Stated goal:
Report every line of the entries below that contains the word "white", copying each line in full; case counts.

## start Exercise material

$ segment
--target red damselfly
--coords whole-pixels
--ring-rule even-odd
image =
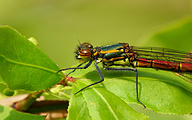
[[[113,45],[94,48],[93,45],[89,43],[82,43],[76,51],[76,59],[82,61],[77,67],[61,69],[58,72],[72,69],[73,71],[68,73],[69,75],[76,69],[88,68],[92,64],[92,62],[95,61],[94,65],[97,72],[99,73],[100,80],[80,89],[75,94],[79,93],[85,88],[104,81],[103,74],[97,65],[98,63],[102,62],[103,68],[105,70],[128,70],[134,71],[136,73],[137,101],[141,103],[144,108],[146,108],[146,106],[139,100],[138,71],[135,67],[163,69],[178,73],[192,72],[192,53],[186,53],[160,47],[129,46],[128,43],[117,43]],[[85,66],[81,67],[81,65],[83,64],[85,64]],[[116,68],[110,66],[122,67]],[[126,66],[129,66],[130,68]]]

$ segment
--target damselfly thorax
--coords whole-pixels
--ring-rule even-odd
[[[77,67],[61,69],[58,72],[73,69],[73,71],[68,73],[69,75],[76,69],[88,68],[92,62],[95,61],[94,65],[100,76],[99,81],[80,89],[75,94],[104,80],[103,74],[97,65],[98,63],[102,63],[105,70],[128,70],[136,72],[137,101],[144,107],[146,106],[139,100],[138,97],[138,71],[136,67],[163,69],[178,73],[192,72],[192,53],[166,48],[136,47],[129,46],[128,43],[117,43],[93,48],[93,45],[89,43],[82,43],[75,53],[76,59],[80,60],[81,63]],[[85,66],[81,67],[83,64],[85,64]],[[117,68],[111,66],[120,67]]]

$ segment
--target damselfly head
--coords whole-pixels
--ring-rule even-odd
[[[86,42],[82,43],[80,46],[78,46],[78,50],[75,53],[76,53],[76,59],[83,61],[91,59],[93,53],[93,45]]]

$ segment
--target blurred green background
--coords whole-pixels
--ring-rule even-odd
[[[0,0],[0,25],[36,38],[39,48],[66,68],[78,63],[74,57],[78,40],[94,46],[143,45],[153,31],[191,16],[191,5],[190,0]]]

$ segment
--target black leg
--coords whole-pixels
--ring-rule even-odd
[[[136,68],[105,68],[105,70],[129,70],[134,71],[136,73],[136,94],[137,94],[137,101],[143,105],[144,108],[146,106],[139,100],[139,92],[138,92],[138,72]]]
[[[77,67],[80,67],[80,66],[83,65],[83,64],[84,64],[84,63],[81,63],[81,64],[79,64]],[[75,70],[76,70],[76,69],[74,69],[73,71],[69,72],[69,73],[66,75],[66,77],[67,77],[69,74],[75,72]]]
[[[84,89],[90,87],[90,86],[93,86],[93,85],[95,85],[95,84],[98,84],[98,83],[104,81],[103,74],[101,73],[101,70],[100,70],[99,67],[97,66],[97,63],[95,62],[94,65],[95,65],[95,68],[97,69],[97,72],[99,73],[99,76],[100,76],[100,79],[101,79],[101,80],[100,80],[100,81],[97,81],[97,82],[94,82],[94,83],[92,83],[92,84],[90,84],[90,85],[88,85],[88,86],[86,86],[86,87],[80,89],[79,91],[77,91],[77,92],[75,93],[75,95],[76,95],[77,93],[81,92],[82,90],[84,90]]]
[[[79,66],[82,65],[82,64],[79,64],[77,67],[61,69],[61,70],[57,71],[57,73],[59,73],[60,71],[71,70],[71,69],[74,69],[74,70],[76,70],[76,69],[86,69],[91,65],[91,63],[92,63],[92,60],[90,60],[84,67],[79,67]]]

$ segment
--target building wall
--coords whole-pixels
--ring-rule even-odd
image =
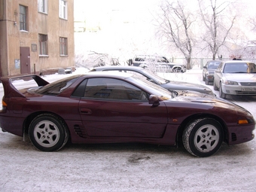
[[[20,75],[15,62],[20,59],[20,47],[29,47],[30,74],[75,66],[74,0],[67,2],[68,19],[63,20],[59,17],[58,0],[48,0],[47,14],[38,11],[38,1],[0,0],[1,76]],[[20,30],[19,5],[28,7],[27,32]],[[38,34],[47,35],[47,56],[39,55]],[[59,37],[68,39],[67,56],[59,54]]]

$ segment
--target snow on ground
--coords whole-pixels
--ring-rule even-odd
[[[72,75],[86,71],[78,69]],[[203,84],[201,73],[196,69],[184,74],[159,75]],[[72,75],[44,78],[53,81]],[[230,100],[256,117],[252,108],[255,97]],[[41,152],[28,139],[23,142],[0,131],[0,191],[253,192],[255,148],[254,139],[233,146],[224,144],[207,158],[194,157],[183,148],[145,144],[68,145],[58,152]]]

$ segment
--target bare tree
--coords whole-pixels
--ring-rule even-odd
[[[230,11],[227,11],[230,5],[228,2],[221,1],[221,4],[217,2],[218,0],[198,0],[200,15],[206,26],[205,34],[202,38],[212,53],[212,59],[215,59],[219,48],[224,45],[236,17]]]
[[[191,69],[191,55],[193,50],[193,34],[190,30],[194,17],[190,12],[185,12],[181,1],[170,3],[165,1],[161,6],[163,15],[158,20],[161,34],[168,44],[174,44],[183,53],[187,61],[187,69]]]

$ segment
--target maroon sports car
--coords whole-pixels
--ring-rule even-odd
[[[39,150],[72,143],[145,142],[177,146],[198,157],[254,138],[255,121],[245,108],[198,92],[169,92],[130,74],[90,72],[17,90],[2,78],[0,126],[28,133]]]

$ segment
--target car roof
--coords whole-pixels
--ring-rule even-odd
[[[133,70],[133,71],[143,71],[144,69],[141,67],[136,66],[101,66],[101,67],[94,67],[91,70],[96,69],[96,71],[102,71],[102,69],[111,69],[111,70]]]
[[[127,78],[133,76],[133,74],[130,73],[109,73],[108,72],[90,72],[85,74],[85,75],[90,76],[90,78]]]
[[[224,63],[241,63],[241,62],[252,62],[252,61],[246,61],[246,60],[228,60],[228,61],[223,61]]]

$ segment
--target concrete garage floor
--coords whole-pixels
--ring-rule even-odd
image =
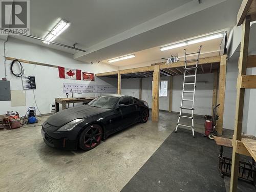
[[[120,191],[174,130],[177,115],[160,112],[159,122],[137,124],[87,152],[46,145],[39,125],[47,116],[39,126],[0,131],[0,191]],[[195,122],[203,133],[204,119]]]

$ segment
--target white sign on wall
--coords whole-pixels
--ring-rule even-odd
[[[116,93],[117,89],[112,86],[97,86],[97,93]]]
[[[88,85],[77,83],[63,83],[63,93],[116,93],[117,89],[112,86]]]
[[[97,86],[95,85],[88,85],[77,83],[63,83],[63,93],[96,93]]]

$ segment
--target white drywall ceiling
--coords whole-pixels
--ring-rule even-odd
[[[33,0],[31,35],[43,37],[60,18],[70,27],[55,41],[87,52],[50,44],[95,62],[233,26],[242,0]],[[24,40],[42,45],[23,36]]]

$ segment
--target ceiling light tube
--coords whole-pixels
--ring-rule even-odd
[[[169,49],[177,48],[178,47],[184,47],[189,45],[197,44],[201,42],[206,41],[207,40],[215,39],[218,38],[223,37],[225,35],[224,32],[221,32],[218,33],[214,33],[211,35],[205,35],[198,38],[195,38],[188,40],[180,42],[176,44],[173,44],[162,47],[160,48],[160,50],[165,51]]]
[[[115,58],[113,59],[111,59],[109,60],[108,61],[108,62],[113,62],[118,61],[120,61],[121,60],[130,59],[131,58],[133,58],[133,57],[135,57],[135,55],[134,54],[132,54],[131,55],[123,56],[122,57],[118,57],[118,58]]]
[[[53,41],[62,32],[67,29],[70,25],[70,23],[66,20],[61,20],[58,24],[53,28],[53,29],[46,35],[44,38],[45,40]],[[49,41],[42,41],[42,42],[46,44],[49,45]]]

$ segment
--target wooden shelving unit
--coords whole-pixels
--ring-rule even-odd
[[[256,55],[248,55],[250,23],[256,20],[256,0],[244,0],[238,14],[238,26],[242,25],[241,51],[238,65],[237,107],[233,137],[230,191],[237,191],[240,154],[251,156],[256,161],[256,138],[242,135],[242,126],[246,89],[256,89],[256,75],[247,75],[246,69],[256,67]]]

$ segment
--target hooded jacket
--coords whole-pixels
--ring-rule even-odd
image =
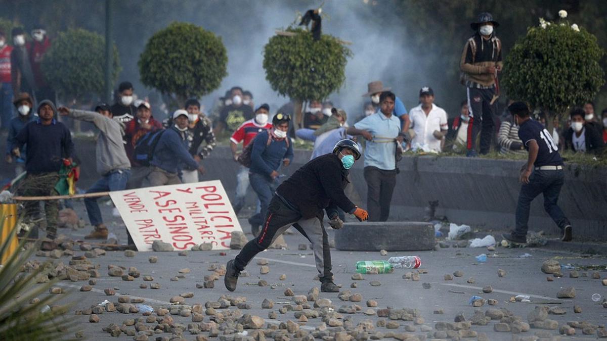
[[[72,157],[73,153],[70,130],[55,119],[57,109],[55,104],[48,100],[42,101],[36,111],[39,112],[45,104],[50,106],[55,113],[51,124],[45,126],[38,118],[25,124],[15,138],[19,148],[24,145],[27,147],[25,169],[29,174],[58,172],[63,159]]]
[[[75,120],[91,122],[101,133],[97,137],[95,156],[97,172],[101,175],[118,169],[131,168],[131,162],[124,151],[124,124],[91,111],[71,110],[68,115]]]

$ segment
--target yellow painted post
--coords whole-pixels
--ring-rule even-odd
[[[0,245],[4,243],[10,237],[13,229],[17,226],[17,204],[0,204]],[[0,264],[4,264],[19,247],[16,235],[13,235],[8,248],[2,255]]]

## end Exercise material

Correct response:
--target white sign on wall
--target white drywall ceiling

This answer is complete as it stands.